--- Data listing ---

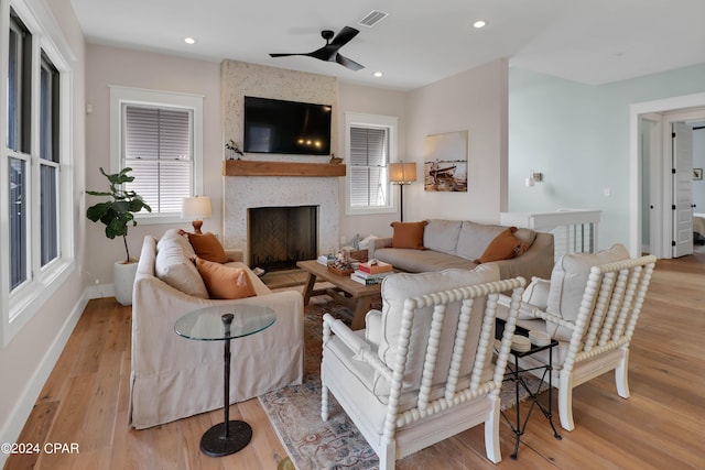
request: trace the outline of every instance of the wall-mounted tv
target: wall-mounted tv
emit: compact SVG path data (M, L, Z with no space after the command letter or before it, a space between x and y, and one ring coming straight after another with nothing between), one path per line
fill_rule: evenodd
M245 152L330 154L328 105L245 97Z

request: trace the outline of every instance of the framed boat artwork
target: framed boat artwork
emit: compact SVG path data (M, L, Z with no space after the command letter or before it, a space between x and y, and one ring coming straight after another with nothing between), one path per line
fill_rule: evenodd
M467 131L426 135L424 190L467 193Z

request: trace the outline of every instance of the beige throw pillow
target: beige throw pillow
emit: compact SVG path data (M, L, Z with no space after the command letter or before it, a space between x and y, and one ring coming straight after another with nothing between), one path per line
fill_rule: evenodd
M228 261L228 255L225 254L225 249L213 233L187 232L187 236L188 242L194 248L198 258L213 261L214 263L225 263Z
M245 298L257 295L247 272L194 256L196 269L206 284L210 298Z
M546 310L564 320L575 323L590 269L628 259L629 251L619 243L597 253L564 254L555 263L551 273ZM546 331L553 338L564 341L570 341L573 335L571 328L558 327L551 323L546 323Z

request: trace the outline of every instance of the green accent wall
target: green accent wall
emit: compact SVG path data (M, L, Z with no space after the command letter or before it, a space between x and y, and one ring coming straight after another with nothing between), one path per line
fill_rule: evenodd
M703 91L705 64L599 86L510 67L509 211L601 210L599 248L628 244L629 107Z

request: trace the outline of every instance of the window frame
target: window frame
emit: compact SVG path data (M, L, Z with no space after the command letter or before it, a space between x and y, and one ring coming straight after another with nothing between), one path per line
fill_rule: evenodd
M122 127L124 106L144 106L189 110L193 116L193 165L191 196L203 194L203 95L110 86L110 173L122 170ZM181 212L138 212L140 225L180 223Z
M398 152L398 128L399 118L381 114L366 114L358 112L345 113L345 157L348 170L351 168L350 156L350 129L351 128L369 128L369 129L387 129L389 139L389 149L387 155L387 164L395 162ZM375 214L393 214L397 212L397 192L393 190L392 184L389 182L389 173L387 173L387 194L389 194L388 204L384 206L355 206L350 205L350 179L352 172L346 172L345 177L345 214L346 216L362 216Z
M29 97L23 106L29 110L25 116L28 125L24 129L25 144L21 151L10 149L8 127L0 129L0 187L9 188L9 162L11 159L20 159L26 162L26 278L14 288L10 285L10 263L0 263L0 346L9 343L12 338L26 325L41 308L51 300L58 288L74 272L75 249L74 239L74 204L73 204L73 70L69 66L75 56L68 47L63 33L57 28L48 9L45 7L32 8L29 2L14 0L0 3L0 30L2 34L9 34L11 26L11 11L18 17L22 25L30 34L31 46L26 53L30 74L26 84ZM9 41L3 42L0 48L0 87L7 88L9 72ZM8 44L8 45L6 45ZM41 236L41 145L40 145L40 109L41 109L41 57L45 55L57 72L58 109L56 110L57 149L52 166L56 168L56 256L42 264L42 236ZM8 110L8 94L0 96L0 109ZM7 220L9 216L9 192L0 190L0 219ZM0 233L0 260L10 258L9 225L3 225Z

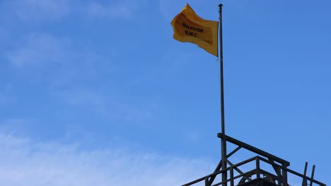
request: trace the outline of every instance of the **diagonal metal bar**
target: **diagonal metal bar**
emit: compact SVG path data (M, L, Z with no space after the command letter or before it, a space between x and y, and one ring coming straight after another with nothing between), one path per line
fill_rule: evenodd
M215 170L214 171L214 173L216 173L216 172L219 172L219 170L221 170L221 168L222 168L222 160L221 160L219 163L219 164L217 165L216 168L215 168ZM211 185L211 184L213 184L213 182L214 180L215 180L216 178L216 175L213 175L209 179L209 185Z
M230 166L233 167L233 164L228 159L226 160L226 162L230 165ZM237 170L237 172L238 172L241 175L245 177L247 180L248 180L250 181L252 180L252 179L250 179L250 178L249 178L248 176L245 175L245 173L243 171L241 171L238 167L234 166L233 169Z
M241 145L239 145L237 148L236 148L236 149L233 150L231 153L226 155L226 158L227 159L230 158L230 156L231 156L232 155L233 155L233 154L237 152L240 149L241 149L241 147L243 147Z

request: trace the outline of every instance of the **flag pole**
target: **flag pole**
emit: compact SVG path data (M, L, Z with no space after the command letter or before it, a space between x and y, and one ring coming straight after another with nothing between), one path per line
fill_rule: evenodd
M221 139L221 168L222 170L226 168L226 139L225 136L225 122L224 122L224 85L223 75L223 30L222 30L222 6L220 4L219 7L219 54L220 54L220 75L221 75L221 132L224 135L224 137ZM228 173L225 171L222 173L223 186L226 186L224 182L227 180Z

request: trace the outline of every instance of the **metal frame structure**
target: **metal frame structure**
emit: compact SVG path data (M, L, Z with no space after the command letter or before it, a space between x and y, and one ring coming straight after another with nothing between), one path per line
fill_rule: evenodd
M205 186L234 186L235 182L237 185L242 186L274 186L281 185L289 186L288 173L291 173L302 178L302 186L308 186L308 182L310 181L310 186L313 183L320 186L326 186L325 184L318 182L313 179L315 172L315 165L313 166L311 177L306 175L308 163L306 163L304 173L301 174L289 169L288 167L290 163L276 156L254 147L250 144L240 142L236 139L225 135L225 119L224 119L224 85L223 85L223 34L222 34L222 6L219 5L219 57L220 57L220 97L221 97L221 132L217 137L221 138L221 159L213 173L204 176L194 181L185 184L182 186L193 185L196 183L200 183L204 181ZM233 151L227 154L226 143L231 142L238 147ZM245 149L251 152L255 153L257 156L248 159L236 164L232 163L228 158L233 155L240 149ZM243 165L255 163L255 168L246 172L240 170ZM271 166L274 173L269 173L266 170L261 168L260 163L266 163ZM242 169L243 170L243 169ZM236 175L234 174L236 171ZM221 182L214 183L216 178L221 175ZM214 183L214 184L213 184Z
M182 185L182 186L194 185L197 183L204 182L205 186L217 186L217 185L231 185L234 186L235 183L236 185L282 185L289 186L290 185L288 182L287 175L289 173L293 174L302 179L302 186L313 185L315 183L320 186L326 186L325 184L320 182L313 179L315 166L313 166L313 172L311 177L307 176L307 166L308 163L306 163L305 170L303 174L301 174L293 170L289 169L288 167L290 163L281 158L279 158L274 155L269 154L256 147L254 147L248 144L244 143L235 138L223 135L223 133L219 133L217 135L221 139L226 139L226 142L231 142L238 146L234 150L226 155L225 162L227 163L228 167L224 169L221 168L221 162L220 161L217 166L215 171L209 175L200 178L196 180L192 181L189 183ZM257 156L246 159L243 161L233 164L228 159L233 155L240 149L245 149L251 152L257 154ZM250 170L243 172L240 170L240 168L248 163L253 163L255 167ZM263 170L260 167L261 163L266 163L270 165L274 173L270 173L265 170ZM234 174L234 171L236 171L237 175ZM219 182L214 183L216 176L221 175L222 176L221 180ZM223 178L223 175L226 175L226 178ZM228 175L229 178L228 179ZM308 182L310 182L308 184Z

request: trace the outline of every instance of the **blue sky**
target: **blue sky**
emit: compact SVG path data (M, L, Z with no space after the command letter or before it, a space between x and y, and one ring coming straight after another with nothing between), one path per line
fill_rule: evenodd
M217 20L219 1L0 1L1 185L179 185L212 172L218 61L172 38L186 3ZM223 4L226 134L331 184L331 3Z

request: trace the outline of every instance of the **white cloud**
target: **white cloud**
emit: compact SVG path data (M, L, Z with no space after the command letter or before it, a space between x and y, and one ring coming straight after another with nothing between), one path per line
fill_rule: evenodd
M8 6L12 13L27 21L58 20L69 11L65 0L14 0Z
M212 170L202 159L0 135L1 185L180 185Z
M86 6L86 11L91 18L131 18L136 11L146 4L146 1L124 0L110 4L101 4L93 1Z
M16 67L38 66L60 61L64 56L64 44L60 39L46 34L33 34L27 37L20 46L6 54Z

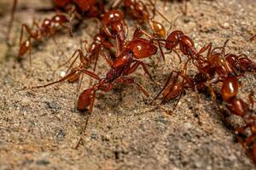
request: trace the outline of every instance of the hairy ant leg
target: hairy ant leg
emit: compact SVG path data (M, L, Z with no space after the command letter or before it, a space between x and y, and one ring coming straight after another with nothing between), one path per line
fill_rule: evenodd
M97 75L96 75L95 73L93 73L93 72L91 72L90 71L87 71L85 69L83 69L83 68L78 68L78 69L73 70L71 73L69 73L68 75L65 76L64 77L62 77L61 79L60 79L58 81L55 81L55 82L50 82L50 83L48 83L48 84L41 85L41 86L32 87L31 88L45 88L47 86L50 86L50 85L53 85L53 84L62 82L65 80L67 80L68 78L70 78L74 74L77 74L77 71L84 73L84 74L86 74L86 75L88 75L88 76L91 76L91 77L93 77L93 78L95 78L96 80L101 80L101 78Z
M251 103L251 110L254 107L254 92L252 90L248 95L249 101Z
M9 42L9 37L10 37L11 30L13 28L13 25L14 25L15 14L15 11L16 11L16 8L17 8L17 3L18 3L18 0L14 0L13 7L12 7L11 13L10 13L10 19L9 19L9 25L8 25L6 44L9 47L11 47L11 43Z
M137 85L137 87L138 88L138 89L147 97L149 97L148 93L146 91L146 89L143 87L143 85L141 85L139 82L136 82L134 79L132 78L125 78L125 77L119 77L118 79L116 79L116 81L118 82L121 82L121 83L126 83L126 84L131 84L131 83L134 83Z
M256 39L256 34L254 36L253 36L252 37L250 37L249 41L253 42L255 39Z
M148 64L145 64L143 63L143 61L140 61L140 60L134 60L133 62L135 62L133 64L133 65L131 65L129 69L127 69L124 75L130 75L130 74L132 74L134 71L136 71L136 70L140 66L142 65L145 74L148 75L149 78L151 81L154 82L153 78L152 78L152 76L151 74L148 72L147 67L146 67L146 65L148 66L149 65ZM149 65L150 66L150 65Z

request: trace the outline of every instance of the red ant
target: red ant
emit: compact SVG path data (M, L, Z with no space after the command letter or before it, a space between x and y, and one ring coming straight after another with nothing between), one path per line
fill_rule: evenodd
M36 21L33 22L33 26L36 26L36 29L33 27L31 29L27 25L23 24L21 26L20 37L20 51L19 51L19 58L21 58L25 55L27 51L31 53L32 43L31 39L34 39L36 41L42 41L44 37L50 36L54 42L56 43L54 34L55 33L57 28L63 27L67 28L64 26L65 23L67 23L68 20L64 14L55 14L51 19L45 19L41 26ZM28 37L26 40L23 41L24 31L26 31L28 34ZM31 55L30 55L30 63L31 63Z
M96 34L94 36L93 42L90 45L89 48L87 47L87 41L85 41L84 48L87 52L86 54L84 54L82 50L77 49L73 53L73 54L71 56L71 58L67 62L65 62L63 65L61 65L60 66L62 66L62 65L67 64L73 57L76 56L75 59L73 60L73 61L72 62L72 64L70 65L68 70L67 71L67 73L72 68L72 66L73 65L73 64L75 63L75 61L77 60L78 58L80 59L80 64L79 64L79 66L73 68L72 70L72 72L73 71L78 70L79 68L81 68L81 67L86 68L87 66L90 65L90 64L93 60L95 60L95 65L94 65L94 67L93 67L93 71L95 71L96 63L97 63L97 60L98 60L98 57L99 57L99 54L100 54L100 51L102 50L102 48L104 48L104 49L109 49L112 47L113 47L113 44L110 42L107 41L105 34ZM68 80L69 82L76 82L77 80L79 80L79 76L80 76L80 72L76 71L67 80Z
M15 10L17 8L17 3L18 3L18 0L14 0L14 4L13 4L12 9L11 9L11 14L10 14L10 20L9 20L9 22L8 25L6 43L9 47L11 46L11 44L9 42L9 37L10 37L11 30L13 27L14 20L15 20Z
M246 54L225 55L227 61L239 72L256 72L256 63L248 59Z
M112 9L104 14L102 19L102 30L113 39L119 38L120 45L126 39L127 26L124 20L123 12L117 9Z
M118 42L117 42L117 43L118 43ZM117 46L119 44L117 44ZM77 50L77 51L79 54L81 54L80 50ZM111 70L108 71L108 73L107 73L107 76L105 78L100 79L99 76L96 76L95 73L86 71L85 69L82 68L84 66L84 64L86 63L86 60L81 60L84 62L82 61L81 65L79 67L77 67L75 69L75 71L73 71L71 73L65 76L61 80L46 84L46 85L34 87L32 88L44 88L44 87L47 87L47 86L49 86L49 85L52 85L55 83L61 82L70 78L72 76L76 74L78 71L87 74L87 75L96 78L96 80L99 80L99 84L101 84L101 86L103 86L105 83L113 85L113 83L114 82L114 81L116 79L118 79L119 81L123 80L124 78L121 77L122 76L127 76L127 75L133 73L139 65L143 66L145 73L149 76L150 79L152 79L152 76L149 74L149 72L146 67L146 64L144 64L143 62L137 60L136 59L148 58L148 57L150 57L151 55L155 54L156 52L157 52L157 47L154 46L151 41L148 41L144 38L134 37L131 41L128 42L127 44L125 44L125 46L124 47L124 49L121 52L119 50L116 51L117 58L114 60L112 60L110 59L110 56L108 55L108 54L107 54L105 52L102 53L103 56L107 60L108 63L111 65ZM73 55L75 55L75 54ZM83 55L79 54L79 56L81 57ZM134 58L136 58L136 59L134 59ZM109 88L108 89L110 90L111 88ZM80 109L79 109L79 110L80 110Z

---

**Task directions**
Output every line from the start of the records through the line containing "target: wall-mounted tv", inclusive, as a JSON list of strings with one string per line and blank lines omitted. Leave the pictures out.

**Output of the task**
[
  "request: trace the outline of every instance of the wall-mounted tv",
  "target: wall-mounted tv"
]